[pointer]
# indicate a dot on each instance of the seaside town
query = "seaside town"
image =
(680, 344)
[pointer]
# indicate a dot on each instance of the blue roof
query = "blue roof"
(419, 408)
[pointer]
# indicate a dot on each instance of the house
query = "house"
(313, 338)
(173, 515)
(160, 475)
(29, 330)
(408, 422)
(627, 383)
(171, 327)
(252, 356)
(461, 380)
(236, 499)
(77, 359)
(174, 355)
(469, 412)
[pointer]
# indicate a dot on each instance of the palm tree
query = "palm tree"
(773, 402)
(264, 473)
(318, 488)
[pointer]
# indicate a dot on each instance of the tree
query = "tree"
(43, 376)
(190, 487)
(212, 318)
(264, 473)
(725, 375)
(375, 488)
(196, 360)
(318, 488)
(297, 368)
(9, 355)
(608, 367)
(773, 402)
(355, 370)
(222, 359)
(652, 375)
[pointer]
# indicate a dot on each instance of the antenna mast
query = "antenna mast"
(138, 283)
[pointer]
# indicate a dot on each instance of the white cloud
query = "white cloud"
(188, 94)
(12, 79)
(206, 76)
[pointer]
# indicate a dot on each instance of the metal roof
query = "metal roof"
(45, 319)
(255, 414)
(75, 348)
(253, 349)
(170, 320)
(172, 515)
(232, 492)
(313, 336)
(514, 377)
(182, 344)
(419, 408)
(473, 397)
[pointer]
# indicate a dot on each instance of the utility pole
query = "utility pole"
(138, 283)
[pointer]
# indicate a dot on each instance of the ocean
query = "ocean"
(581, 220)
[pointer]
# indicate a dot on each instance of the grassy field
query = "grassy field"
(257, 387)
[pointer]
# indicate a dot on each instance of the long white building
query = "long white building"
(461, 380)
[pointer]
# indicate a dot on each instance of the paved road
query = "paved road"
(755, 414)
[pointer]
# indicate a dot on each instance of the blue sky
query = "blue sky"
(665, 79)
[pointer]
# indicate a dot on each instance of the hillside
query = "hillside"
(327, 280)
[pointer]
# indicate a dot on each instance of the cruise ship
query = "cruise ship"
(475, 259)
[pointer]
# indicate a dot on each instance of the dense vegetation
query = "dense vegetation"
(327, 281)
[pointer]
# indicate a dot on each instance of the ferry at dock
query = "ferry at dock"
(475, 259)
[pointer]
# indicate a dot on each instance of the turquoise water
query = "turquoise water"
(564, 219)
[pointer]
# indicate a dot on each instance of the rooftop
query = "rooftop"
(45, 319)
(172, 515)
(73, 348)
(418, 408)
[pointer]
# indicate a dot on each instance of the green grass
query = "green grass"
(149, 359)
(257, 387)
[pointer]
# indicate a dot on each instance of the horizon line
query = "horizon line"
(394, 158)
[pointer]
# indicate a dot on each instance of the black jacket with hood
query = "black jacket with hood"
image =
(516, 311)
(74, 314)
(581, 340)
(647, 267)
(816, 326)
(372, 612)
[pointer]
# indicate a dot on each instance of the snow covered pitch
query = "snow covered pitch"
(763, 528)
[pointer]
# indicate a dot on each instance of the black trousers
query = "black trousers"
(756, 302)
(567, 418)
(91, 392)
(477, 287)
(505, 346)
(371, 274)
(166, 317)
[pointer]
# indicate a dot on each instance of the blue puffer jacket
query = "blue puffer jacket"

▸ Goal of the exercise
For the entries shown above, give the number of lines that include the word "jacket", without any other text.

▸ The answer
4